◆ **Short exercise**: Reproduce each of the following records line for line, without changing a single character.

◆ **Records for the exercise**:
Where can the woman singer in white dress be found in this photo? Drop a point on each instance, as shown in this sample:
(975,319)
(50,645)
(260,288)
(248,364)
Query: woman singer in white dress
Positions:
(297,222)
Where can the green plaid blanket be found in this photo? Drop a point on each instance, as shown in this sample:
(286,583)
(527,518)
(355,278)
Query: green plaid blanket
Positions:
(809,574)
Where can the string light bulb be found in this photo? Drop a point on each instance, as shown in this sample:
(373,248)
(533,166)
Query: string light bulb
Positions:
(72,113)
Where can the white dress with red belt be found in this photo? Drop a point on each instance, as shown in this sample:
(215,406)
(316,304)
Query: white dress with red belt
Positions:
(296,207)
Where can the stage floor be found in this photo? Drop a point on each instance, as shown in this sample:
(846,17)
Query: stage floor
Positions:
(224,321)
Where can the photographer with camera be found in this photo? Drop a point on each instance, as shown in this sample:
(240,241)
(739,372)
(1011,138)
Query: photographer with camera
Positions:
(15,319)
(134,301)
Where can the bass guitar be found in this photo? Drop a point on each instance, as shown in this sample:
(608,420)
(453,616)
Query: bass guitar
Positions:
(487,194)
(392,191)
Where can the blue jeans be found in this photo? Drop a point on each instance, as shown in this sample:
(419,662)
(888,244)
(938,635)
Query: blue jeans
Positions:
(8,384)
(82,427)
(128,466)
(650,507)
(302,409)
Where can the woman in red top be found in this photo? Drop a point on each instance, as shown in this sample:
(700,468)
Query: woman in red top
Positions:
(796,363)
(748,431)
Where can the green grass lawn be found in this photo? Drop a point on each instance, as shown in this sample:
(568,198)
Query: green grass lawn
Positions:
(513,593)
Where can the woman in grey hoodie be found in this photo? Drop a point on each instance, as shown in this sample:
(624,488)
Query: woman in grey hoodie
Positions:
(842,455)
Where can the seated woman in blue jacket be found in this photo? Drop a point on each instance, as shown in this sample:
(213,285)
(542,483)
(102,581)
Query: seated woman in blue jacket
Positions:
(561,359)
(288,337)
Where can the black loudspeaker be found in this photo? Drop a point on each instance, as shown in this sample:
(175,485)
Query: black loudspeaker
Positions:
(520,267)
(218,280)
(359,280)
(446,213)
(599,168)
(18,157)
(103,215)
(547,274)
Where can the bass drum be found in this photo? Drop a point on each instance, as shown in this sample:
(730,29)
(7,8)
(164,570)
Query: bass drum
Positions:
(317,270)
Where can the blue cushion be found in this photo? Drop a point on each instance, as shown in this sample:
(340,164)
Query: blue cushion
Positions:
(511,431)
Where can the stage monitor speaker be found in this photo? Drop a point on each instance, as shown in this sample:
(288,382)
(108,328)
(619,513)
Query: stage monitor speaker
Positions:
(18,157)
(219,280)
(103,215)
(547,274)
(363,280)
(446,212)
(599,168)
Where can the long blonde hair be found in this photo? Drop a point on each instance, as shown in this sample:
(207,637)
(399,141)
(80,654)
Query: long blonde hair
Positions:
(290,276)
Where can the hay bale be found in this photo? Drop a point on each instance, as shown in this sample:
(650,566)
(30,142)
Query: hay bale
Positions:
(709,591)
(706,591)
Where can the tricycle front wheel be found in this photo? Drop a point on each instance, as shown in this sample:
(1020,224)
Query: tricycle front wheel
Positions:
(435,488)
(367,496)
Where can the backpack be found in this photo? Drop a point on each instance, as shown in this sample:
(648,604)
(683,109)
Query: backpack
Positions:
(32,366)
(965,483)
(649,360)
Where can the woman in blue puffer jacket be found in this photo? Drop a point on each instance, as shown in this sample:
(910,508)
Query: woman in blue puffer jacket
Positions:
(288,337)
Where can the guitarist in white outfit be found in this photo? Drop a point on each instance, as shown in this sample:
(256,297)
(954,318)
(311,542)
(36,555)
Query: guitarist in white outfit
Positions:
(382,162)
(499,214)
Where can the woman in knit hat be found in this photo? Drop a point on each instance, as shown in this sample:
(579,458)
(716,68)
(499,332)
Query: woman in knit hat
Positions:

◆ **Output of the task**:
Where can the woman singer in white dress be found in this photo? Drop a point on each instance, as shown in this sample:
(975,319)
(50,645)
(260,288)
(248,364)
Query: woman singer in white dress
Positions:
(297,222)
Where can the green plaid blanket be found in this photo? Drop a point on each instance, as shown in this sample:
(286,583)
(527,518)
(355,278)
Query: green plaid blanket
Positions:
(809,574)
Where can the string light bulb be found in this photo? Drop a point on each instance, as shown in this sample:
(373,248)
(533,166)
Query: string light bulb
Positions:
(72,113)
Where can the white dress with red belt be found in this photo? Drop a point on each instance, as shown in this sample:
(215,406)
(316,304)
Query: white dress with red belt
Positions:
(296,207)
Where can the stage floor be found in this photo? Drop a point on each instance, as shown in this sample:
(846,17)
Query: stage floor
Positions:
(224,321)
Where can the photographer with camera be found in this photo? Drop a point on each instance, as shown in this sample:
(240,241)
(739,372)
(1011,138)
Query: photographer with camera
Positions:
(15,319)
(134,301)
Where can the bass guitar be found in this photo? Drop a point on each instance, as shown in this sample:
(608,420)
(453,616)
Query: bass guitar
Positions:
(487,194)
(392,191)
Where can the blue jeans be found in this photo? Drop a point on each instance, as shown in this sample:
(419,662)
(888,244)
(938,635)
Query: blue jeans
Positions:
(8,384)
(82,427)
(128,466)
(650,507)
(302,409)
Where can the woman in red top be found in this photo? Drop a point on each instance, as shown in this sample:
(700,468)
Query: woman in red top
Positions:
(796,363)
(748,431)
Where can the green grass lawn be found in this photo? Drop a point on each instance, as shown in this sample:
(568,198)
Query: green grass lawn
Positions:
(513,593)
Where can the woman in grey hoodie be found in this photo? Drop a point on each instance, as shown in this sample:
(624,488)
Query: woman in grey hoodie
Positions:
(842,455)
Where can the seated woman in blue jacket be found in this photo? Drop a point on each instance, as shown in this sample:
(213,285)
(542,483)
(102,581)
Query: seated woman in blue jacket
Positions:
(561,359)
(288,337)
Where can the black loudspeaker be found in this photo? Drop a point on each instance, as shown in this sample:
(175,485)
Query: black loudspeaker
Positions:
(520,267)
(218,280)
(359,280)
(446,213)
(599,168)
(18,157)
(103,215)
(547,274)
Where can the bass drum be found in this photo? Drop a point on each instance, as shown in this sample:
(730,29)
(7,8)
(164,570)
Query: bass drum
Positions:
(317,270)
Where can the blue cushion be found in this photo? Drop a point on each instance, as shown in this sample:
(340,164)
Query: blue cushion
Positions:
(511,431)
Where can the stage monitor speaker be found in this photo? Drop a point on each instance, as shown in this sample:
(288,382)
(108,328)
(619,513)
Query: stage monitor speaker
Positions:
(18,157)
(219,280)
(103,215)
(547,274)
(363,280)
(446,212)
(599,168)
Where can the long blonde hair be found in this photo? Drop a point on each instance, as shown in this sample:
(207,637)
(399,141)
(80,654)
Query: long blonde hair
Positions:
(290,276)
Where can the hay bale be found in this photo? Drop a point on each instance, as shown in this sample:
(650,566)
(30,142)
Query: hay bale
Positions:
(709,591)
(706,591)
Where can the tricycle front wheel be found in this photo? Drop a point on each instance, as shown in this sample:
(1020,224)
Query: tricycle front wheel
Positions:
(435,488)
(367,496)
Where can the backpack be found in this photo? Drop a point on each instance, as shown in this sample:
(648,604)
(683,109)
Query: backpack
Positions:
(32,366)
(965,483)
(649,360)
Where can the woman in blue puffer jacket be found in this photo? Drop a point on each instance, as shown in this sample:
(910,508)
Query: woman in blue puffer jacket
Positions:
(288,337)
Where can the guitarist in white outfit be found in this photo? Drop a point on each instance, as shown in this sample:
(256,297)
(954,318)
(311,542)
(36,555)
Query: guitarist in white outfit
Positions:
(382,162)
(499,214)
Where can the woman in knit hat be found in this photo? Drop a point on each instance, as shown in this sample:
(579,458)
(716,68)
(499,332)
Query: woman in knit hat
Positions:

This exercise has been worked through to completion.